Energy harvesting is the most environmentally friendly way to ensure electronic devices remain powered. Various hints and guidelines help achieve maximum efficiency when using solar cells or photovoltaic cells. This article starts by looking at the Electronic Engineering fundamentals of solar-cell exploitation and then moves on to a quick study of recent advances leading to higher efficiency.

Power Matching Yields optimal efficiency

When working with solar cells, assuming ohmic behavior – by and large – is a safe bet. Given that every power source has an internal resistance, a two-element system like the one shown in the figure emerges.


Power matching yields optimal efficiency on solar cells 

Power matching is required if the goal is to extract the maximum amount of power from the source. Calculus concludes that this state is reached when the source and the load impedance are equal – changes to voltages and currents are part and parcel of the equation. In the case of a solar panel, the source impedance changes in relationship to incoming light quality; an adjustable load is required. This is best accomplished via a set of circuits known as Maximum Power Point trackers. If the assignment involves many solar cells (e.g., for the power grid), purchasing them as an off-the-shelf component is usually the most economically efficient way. For smaller systems, integrated circuits like the ones discussed below are an attractive choice.

* _Extracted entries_
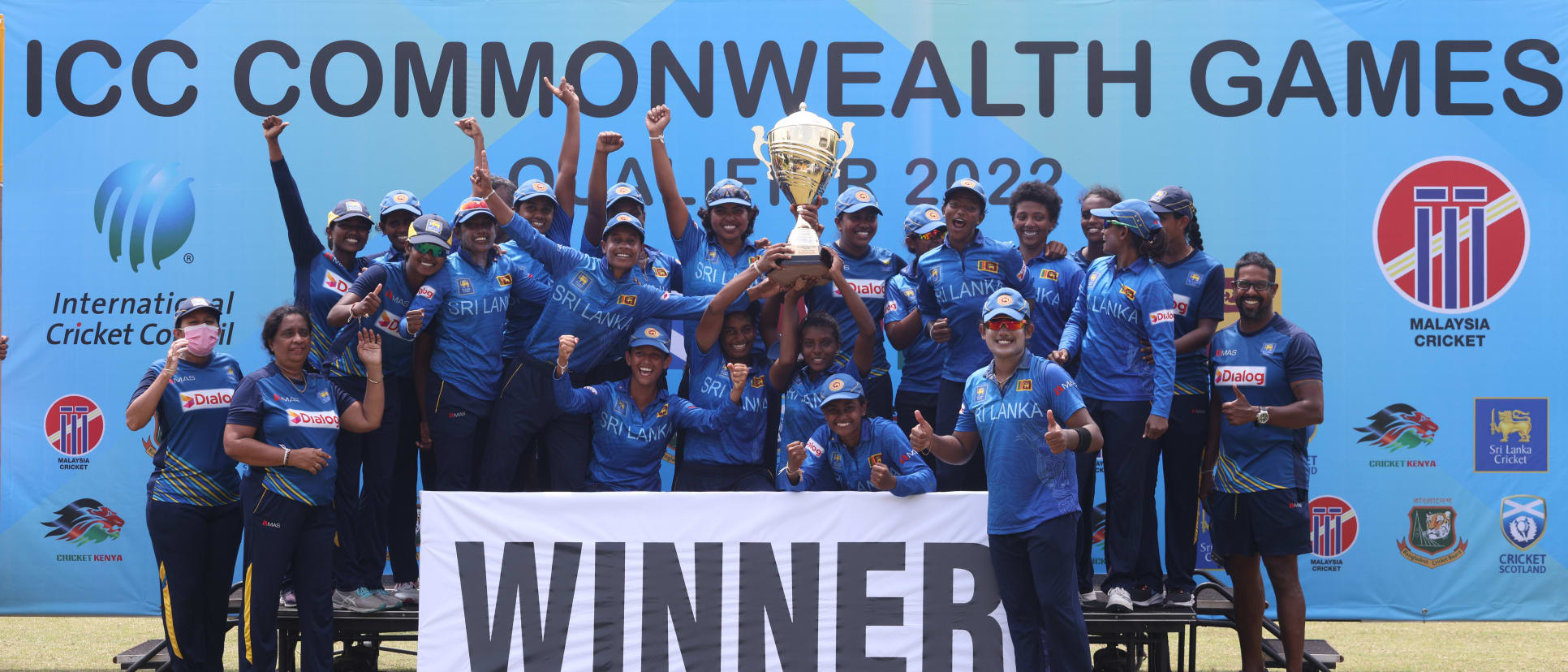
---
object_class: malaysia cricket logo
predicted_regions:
[1356,404,1438,453]
[1372,157,1531,313]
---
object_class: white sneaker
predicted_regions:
[1105,588,1132,614]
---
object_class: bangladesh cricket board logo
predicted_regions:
[1397,506,1469,567]
[39,497,126,547]
[1372,157,1531,313]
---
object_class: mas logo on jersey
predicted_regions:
[1372,157,1531,313]
[1474,398,1551,473]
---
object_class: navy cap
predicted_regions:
[511,179,562,207]
[942,177,984,205]
[381,190,425,218]
[451,196,496,224]
[707,177,752,207]
[1149,185,1198,218]
[833,187,881,214]
[604,182,648,209]
[1088,199,1162,239]
[980,286,1028,321]
[407,213,451,249]
[903,204,947,236]
[326,199,372,224]
[626,323,670,354]
[817,373,865,409]
[174,296,222,327]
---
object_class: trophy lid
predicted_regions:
[773,103,836,131]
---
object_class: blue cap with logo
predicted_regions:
[451,196,496,224]
[407,213,451,249]
[833,187,881,216]
[1149,185,1198,218]
[817,373,865,407]
[604,182,648,209]
[326,199,370,224]
[942,177,984,205]
[511,179,562,207]
[1088,199,1162,239]
[705,177,751,207]
[980,286,1028,321]
[903,204,947,236]
[381,190,425,218]
[626,323,670,354]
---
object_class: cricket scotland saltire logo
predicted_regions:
[93,162,196,271]
[1372,157,1531,313]
[1502,495,1546,551]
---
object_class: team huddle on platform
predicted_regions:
[126,81,1322,670]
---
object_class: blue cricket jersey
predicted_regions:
[273,158,372,371]
[398,249,550,401]
[779,416,936,497]
[883,266,946,394]
[1159,249,1225,394]
[126,352,242,506]
[915,232,1030,381]
[954,352,1083,534]
[1058,257,1176,418]
[1209,313,1324,492]
[555,376,740,492]
[806,241,905,377]
[227,364,356,506]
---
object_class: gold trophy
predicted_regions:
[751,103,855,286]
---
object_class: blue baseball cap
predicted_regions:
[817,373,865,409]
[626,323,670,354]
[1088,199,1162,239]
[511,179,562,207]
[942,177,984,205]
[326,199,373,224]
[705,177,752,209]
[381,190,425,218]
[1149,185,1198,216]
[604,182,648,209]
[833,187,881,216]
[451,196,496,224]
[407,213,451,249]
[980,286,1028,321]
[903,204,947,236]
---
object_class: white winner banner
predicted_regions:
[419,492,1013,672]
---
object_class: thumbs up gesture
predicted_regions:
[1220,386,1257,424]
[1046,409,1068,454]
[910,411,936,454]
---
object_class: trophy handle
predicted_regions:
[834,121,855,177]
[751,125,776,180]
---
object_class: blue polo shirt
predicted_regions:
[1058,257,1176,418]
[226,364,356,506]
[954,354,1083,534]
[1159,249,1225,394]
[779,416,936,497]
[554,376,740,492]
[915,232,1030,381]
[806,241,905,377]
[1209,313,1324,492]
[126,352,242,506]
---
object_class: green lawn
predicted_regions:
[0,617,1568,672]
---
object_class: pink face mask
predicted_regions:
[185,325,219,357]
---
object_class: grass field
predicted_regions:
[0,617,1568,672]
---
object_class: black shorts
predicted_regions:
[1204,489,1312,558]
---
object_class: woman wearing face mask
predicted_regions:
[326,214,451,611]
[126,296,243,670]
[222,305,384,672]
[262,116,372,371]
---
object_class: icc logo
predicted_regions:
[1372,157,1531,313]
[93,162,196,271]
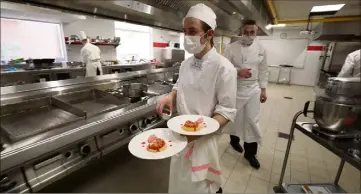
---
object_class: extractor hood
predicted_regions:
[7,0,270,36]
[315,21,361,42]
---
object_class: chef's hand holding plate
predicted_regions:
[156,94,174,120]
[238,68,252,78]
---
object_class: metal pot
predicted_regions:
[122,83,148,98]
[173,73,179,84]
[325,77,361,98]
[305,97,361,133]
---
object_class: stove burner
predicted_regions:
[129,97,142,103]
[348,148,361,161]
[312,124,361,141]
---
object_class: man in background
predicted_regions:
[338,49,361,77]
[224,20,268,169]
[80,31,103,77]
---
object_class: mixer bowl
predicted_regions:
[314,98,361,133]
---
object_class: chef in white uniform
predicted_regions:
[80,31,103,77]
[338,49,361,77]
[223,20,268,169]
[157,4,237,193]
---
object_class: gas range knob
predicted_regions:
[80,144,91,156]
[129,124,138,132]
[0,175,17,193]
[144,118,152,125]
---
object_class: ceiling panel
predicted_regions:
[273,0,360,20]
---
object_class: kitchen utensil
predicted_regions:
[304,97,361,133]
[69,35,80,41]
[128,128,187,160]
[304,77,361,133]
[167,115,219,135]
[121,83,148,98]
[113,37,120,44]
[325,77,361,98]
[160,107,172,120]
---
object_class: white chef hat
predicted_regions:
[80,31,88,40]
[185,3,217,30]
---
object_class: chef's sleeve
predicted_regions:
[338,55,355,77]
[223,46,232,63]
[80,48,88,63]
[172,77,179,90]
[258,49,268,88]
[214,67,237,122]
[172,61,184,90]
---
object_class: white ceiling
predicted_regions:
[273,0,361,20]
[1,2,86,23]
[273,0,361,29]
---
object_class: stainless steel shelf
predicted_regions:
[275,183,346,193]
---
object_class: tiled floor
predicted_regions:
[220,84,361,193]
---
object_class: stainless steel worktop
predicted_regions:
[1,68,177,99]
[0,68,178,171]
[1,63,150,74]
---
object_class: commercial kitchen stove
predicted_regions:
[0,68,174,193]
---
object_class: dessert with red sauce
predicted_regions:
[182,118,203,131]
[147,135,167,152]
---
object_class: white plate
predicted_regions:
[167,115,219,135]
[128,128,187,160]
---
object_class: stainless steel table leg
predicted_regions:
[334,159,345,185]
[278,111,303,187]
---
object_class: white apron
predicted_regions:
[225,83,262,143]
[224,42,268,143]
[168,134,222,193]
[169,48,236,193]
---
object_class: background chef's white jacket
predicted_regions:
[173,48,237,121]
[223,40,268,88]
[80,43,100,64]
[80,43,103,76]
[338,49,361,77]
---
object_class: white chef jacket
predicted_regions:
[80,43,103,77]
[169,48,237,193]
[223,40,268,88]
[338,49,361,77]
[223,41,268,143]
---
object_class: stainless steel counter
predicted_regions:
[0,68,178,192]
[1,63,153,86]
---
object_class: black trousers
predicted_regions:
[230,135,258,157]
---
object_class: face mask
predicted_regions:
[183,32,208,54]
[242,35,256,45]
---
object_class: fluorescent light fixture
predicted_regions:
[311,4,345,12]
[266,24,286,30]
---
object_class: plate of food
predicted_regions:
[128,128,187,160]
[167,115,219,135]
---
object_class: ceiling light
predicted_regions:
[266,24,286,30]
[311,4,345,12]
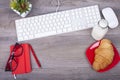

* _Apply what you read_
1. Summarize the solar-cell article in two sentences.
2. Decide whether each statement agrees with the solar-cell article, answering yes or no and quoting the deciding words of the article. (a) Treating solar cells as ohmic is generally a safe assumption. (b) A solar panel's source impedance stays the same whatever the incoming light. (c) Integrated circuits are described as an attractive choice for smaller systems.
3. Continue the solar-cell article from its last sentence.

* _Task results_
1. Energy harvesting with solar cells is presented as the most environmentally friendly way to keep electronic devices powered, and the article covers both the electronic fundamentals and recent advances toward higher efficiency. Extracting maximum power requires the load impedance to equal the source impedance, and because a solar panel's source impedance changes with incoming light, an adjustable load is needed, best provided by Maximum Power Point trackers.

2.
(a) Yes: "assuming ohmic behavior – by and large – is a safe bet."
(b) No: "the source impedance changes in relationship to incoming light quality"
(c) Yes: "For smaller systems, integrated circuits like the ones discussed below are an attractive choice."

3.
Efficiency increases due to improved Semiconductor Technology and Topologies

Most thermodynamic machines are limited in their efficiency output by various laws of physics. A good example would be the Carnot process, which limits classic combustion engines. In the case of solar cells, the most common limit is the Shockley–Queisser limit, which postulates that a single PN gateway can reach a maximum efficiency of around 30%. Solar cells have, by and large, converged to about 27% as of 2023. Multi-junction cells work around this problem by combining multiple PN gateways in one cell. In laboratory settings, some of these have reached efficiencies far above the Shockley-Queisser limit; they are also available on the market. In practice, however, increased efficiency only sometimes translates to a lower total cost of ownership. Advanced cells such as the multi-pn-elements discussed above cost factors more than their slightly less efficient colleagues, limiting their use to cases such as aerospace where weight is at a premium.


Energy Harvesting via Integrated Circuits

When working on medium-scale (as in residential or small business) energy-generation applications, using a premanufactured Maximum Power Point Tracker, or MPPT for short, is usually the most economical. On the other hand, ready-made integrated circuits are available for energy harvesting. A good example is STMicroelectronics SPV1050 range, which combines the energy harvesting logic with a low dropout regulator onto a single semiconductor die. This leads to simple schematics such as the one shown in the figure.

Energy harvesting via integrated circuits 

Such “all in one” solutions are available from multiple semiconductor vendors and – usually – provide output currents of up to 100 mA due to thermal limits on the small semiconductor dies. Higher current charging can be accomplished at the expense of lower integration. An example is the SPV1040, which uses schematics similar to the ones shown in the figure.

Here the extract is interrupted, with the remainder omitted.